(Records)
————————
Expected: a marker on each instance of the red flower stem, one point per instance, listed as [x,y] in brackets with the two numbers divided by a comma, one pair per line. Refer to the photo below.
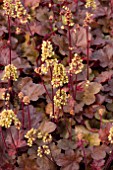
[75,91]
[29,117]
[23,116]
[110,159]
[9,43]
[87,38]
[3,139]
[9,31]
[70,135]
[52,93]
[84,153]
[45,89]
[12,138]
[70,58]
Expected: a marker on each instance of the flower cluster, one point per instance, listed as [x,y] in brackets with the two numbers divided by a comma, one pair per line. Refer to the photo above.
[7,117]
[6,96]
[15,9]
[31,136]
[44,149]
[76,65]
[88,19]
[47,50]
[110,137]
[67,17]
[24,99]
[48,63]
[59,76]
[34,134]
[60,98]
[9,7]
[10,73]
[90,3]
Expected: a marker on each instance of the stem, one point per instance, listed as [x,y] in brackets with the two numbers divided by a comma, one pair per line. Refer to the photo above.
[9,31]
[109,161]
[52,93]
[70,135]
[23,116]
[9,41]
[29,117]
[87,38]
[46,89]
[12,138]
[70,58]
[85,160]
[3,139]
[75,91]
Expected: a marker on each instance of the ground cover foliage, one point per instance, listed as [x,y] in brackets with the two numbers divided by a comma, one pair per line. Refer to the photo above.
[56,85]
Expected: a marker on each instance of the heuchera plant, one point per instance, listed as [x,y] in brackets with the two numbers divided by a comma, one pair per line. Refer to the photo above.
[56,84]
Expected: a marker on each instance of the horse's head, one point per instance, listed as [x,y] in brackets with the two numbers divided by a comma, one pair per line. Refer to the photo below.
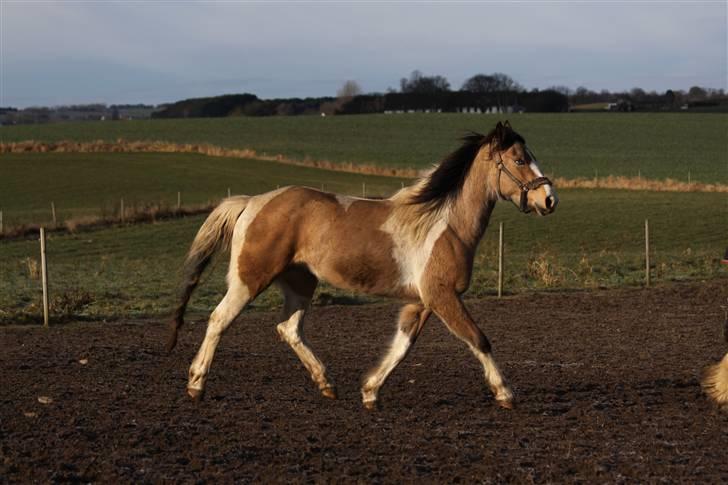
[518,176]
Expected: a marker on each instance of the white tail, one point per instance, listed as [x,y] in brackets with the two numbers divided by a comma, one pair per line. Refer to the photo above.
[715,382]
————————
◆ Exercise goal:
Copy out all the data exactly; skip the pictures.

◆ Complete output:
Expected: a marker on each instance of the red flower stem, one point per instance, listed as [x,y] in brackets with the two numbers divided by a comma, one pair per line. Refer to the photo below.
[75,91]
[29,117]
[23,116]
[110,159]
[9,43]
[87,38]
[3,139]
[9,31]
[70,135]
[52,93]
[84,153]
[45,89]
[12,138]
[70,58]
Expected: a marker on each instance of the flower cluster, one point per instance, listed as [x,y] in brackets with the two numbers divided by a comma, one pair per line. Refer to the photo above.
[7,117]
[6,96]
[15,9]
[31,136]
[44,149]
[76,65]
[88,19]
[47,50]
[110,137]
[67,17]
[24,99]
[48,63]
[59,76]
[34,134]
[60,98]
[9,7]
[10,73]
[90,3]
Expected: a marker on each instance of the stem, one point per instance, listed as [x,y] in brackets with the two numbers divided by a comma, one pair per line. Refer to the photo above.
[9,31]
[109,161]
[52,93]
[70,135]
[23,116]
[9,41]
[29,117]
[87,38]
[46,89]
[12,138]
[70,58]
[85,160]
[3,139]
[75,91]
Expected: a marker on each instance of the ground cover foliage, one point per instance, listed as [x,y] in brackets with the two numbers divided by a comma, one pair per line. Refer to the photo above.
[56,85]
Expected: a marker on each instance of the heuchera plant, one point per instance, listed as [x,y] in brackets with the two numbers divided by a comma, one pair per line. Refer to the photo above.
[56,84]
Expected: a marker on each instance of the horse's head, one point per instance, listed as [x,y] in brackets with the two numbers divided by a comma, one pair per line. Refer to the photo below.
[518,176]
Expected: a marker on each instance of the white tail, one point per instance, listed as [x,y] in brackets with the two numbers divided by a comma, one pair per line. Refer to the photo above.
[715,382]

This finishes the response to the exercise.